About this task | If a record contains a picture, skip the picture and transcribe the rest exactly.

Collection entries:
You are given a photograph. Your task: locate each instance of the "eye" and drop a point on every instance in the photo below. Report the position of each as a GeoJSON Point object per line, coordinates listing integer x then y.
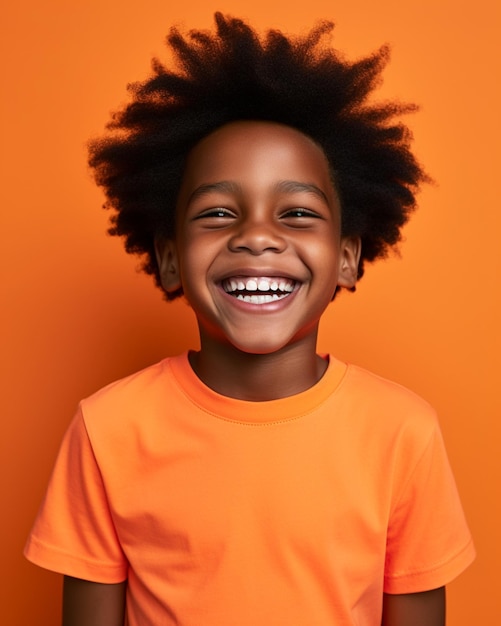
{"type": "Point", "coordinates": [299, 217]}
{"type": "Point", "coordinates": [215, 217]}
{"type": "Point", "coordinates": [300, 212]}
{"type": "Point", "coordinates": [215, 212]}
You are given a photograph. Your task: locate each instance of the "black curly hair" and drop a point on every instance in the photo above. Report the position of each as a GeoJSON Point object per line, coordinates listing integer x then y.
{"type": "Point", "coordinates": [233, 74]}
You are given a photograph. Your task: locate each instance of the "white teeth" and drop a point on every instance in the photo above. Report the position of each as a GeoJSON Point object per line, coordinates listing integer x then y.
{"type": "Point", "coordinates": [282, 286]}
{"type": "Point", "coordinates": [261, 299]}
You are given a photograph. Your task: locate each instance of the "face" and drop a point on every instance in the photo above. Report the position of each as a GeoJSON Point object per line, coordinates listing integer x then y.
{"type": "Point", "coordinates": [258, 250]}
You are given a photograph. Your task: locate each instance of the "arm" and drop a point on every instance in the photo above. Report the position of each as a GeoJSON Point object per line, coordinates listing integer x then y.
{"type": "Point", "coordinates": [93, 604]}
{"type": "Point", "coordinates": [415, 609]}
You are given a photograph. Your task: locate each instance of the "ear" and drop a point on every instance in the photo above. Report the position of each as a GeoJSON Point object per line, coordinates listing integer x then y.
{"type": "Point", "coordinates": [350, 250]}
{"type": "Point", "coordinates": [168, 264]}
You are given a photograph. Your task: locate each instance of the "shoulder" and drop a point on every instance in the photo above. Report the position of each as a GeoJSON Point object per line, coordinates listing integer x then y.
{"type": "Point", "coordinates": [130, 399]}
{"type": "Point", "coordinates": [385, 402]}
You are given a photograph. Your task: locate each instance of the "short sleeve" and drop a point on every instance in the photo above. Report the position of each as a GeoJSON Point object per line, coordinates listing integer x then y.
{"type": "Point", "coordinates": [428, 542]}
{"type": "Point", "coordinates": [74, 533]}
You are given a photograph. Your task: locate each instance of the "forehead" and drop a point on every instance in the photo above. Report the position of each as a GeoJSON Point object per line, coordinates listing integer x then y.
{"type": "Point", "coordinates": [257, 153]}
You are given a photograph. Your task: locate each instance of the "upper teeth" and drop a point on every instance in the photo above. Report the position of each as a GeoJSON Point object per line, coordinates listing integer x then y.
{"type": "Point", "coordinates": [259, 284]}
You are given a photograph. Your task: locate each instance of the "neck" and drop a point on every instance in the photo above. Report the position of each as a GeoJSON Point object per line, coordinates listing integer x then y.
{"type": "Point", "coordinates": [258, 377]}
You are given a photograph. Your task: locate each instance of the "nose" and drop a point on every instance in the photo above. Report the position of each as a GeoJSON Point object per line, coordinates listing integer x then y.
{"type": "Point", "coordinates": [257, 237]}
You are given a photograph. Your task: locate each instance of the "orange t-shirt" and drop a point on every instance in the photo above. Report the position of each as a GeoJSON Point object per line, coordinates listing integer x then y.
{"type": "Point", "coordinates": [218, 512]}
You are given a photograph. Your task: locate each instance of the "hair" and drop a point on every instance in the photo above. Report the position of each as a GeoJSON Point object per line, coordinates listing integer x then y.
{"type": "Point", "coordinates": [234, 74]}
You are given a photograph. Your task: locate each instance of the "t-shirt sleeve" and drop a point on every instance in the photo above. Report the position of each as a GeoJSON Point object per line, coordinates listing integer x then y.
{"type": "Point", "coordinates": [74, 533]}
{"type": "Point", "coordinates": [428, 541]}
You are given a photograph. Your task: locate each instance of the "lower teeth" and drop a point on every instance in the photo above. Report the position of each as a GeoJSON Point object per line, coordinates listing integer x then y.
{"type": "Point", "coordinates": [261, 299]}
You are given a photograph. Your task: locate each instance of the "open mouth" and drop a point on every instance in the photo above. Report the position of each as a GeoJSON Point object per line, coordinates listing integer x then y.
{"type": "Point", "coordinates": [259, 290]}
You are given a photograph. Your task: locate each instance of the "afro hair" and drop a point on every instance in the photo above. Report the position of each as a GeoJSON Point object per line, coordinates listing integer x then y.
{"type": "Point", "coordinates": [234, 74]}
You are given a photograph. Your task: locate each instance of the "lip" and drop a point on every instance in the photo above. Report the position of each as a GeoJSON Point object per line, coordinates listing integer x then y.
{"type": "Point", "coordinates": [259, 272]}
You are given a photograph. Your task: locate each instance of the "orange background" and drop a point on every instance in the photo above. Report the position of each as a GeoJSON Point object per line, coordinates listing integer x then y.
{"type": "Point", "coordinates": [77, 315]}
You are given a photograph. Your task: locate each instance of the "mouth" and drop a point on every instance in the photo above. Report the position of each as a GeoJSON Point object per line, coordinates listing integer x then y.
{"type": "Point", "coordinates": [259, 289]}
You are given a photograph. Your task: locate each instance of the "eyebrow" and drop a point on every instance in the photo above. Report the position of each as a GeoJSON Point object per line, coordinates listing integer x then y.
{"type": "Point", "coordinates": [284, 186]}
{"type": "Point", "coordinates": [294, 186]}
{"type": "Point", "coordinates": [226, 186]}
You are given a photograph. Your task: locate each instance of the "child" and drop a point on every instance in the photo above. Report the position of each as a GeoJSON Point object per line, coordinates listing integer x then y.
{"type": "Point", "coordinates": [255, 481]}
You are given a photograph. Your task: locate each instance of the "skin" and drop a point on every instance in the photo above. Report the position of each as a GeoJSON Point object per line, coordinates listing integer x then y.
{"type": "Point", "coordinates": [256, 202]}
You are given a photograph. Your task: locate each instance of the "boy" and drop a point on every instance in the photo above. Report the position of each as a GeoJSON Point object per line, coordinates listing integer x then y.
{"type": "Point", "coordinates": [255, 481]}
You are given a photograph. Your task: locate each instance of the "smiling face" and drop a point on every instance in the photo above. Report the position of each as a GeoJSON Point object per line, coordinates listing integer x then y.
{"type": "Point", "coordinates": [258, 250]}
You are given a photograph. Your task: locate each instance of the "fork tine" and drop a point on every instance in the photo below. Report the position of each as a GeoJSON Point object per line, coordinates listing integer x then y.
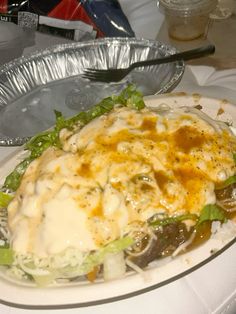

Solution for this exercise |
You are given a photograph. Your task: locate each instance of the "eye" and drop a point on every instance in the photo below. Report the position of each as a GeoJSON Point object per line, coordinates listing integer x then y.
{"type": "Point", "coordinates": [299, 217]}
{"type": "Point", "coordinates": [215, 217]}
{"type": "Point", "coordinates": [300, 212]}
{"type": "Point", "coordinates": [215, 212]}
You are given a photograph. Your task: locate each instance of the "black curly hair" and drop a point on every instance in the photo above. Report the position of each as a GeoJSON Point object per line, coordinates listing integer x then y.
{"type": "Point", "coordinates": [233, 74]}
You are given a photograph. Your task: locate each instance of the "white teeth" and drop a point on every instance in the photo above. Report the position of each as a GeoJSON Point object per line, coordinates listing integer x then y.
{"type": "Point", "coordinates": [282, 286]}
{"type": "Point", "coordinates": [261, 299]}
You are given a photograph. Your task: locate each instance of the "face" and drop a point on every instance in the photo above. Report the position of each as a GeoJSON Point object per line, coordinates listing integer x then y.
{"type": "Point", "coordinates": [258, 250]}
You are given a photograph. Your task: locate each instance of the "arm" and drop a point on every instance in the photo above. Report the position of each as a GeoJSON Point object per line, coordinates listing integer x then y.
{"type": "Point", "coordinates": [93, 604]}
{"type": "Point", "coordinates": [415, 609]}
You are given a photograph. Your task: locate each instance of the "ear" and drop a point on every instance in the photo above. Report the position of each as a GeoJSON Point object per line, coordinates listing integer x then y.
{"type": "Point", "coordinates": [350, 250]}
{"type": "Point", "coordinates": [168, 264]}
You are given a photograph. Your task: locate each instance of the "shoulder" and drop a point on every instance in the photo above. Report the position of each as a GeoJSON Point object per line, coordinates listing integer x then y.
{"type": "Point", "coordinates": [130, 399]}
{"type": "Point", "coordinates": [385, 402]}
You are given a photograph. Your task: locate each instance of the "short sleeve" and drop a point on every instance in the photo above. Report the position of each as a GeoJSON Point object per line, coordinates listing integer x then y.
{"type": "Point", "coordinates": [428, 542]}
{"type": "Point", "coordinates": [74, 533]}
You are given a photograph. Your task: locate each instance of the "forehead" and drop a point on every instance in the photo above. Report the position of each as a GeoJSON Point object per line, coordinates listing integer x then y.
{"type": "Point", "coordinates": [257, 153]}
You are given a photograph. Your task: locate each instance of the "upper teeth" and drop a point on every instance in the photo above. Report the position of each as a GeoJSON Point object per line, coordinates listing integer x then y.
{"type": "Point", "coordinates": [259, 284]}
You are given a photograph. Your task: locate each instance of the "neck" and drop a point on every instance in the photo above. Report the position of each as a GeoJSON Point object per line, coordinates listing integer x then y.
{"type": "Point", "coordinates": [258, 377]}
You are given a photograph. Your task: locate each instance of the "nose" and drop a point on every instance in the photo above. Report the position of each as a GeoJSON Point object per line, coordinates listing integer x then y.
{"type": "Point", "coordinates": [257, 237]}
You are given a photograph. Your task: locate each instance of the "orange t-shirt" and drop a point on every instance in the photo above. Report the position of each as a GeoJSON Point object per line, coordinates listing integer x then y.
{"type": "Point", "coordinates": [218, 512]}
You are given a photograph. Your task: locate each instance of the "hair" and drop a point on every instance in the photo above. Report the position of each as a GeoJSON Point object per line, coordinates listing integer x then y.
{"type": "Point", "coordinates": [234, 74]}
You are given a photograph. Your task: locate each instance of the "t-shirt sleeve" and drop a point on every instance in the photo above. Report the position of each as a GeoJSON Point object per line, coordinates listing integer x then y.
{"type": "Point", "coordinates": [74, 533]}
{"type": "Point", "coordinates": [428, 541]}
You are given a photograph. Your task: locate each instance of the "lower teeth" and drop a point on every instance in the photo above. Report the position of each as a GeoJSON Point object per line, coordinates listing integer x then y.
{"type": "Point", "coordinates": [261, 299]}
You are given a photograph. Your task: locate each instance of the "open mouth" and drop a point on every instance in the photo above. Report the position of each as a GeoJSON Point object per line, coordinates listing integer x then y.
{"type": "Point", "coordinates": [259, 290]}
You are given a photograph. Your task: locate each instance of the "afro hair" and drop a point on every instance in the photo above. Report the position of each as a GeoJSON Point object per line, coordinates listing integer x then y.
{"type": "Point", "coordinates": [234, 74]}
You are given a photograph. Your task: locate each instance of the "lip" and drop a point on every instance in the photo above. Report the position of each as a GeoJSON Point object per line, coordinates listing integer x then y.
{"type": "Point", "coordinates": [259, 272]}
You are given a photograph. Your task: locate each instance of the "orange background" and drop a point on every instance in the photo above. Report the position of each as a GeoJSON Point object per line, coordinates listing integer x then y.
{"type": "Point", "coordinates": [77, 315]}
You are given a photograph. Your task: locate each instance of the "mouth" and drop a point on every instance in the photo above. Report the position of each as a GeoJSON Point object per line, coordinates listing integer x then y.
{"type": "Point", "coordinates": [259, 289]}
You are given a photograph. Your task: locate each instance of the "eyebrow" and drop a point on every instance in the photo above. Report the position of each as a GeoJSON Point object per line, coordinates listing integer x then y.
{"type": "Point", "coordinates": [284, 186]}
{"type": "Point", "coordinates": [294, 186]}
{"type": "Point", "coordinates": [226, 186]}
You are given a photograph. Your task: locate each instance of the "child" and drop a point on every instance in the photo above. Report the position of each as a GeoJSON Point object per line, coordinates listing integer x then y.
{"type": "Point", "coordinates": [255, 481]}
You are given a photograph. Your task: locate each instance of the "skin" and drop a point on every instance in the photo above. Report the position of each as a GeoJSON Point object per line, coordinates listing integer x then y.
{"type": "Point", "coordinates": [256, 202]}
You are given a photograph. Your task: locate each instance of the "boy" and drop a point on every instance in the photo above. Report the position of each as a GeoJSON Point object per line, coordinates listing integer x then y.
{"type": "Point", "coordinates": [255, 481]}
You are given a photograph. Your task: locate each instance of the "smiling face" and drop a point on every instance in the photo above. Report the position of each as a GeoJSON Point object per line, coordinates listing integer x then y.
{"type": "Point", "coordinates": [258, 250]}
You are given a photograph. Your task: locate each instance of the "fork tine" and drop a point on every instance in the photo below. Report the position of each as a GeoJSON Point object per line, coordinates listing integer x then y.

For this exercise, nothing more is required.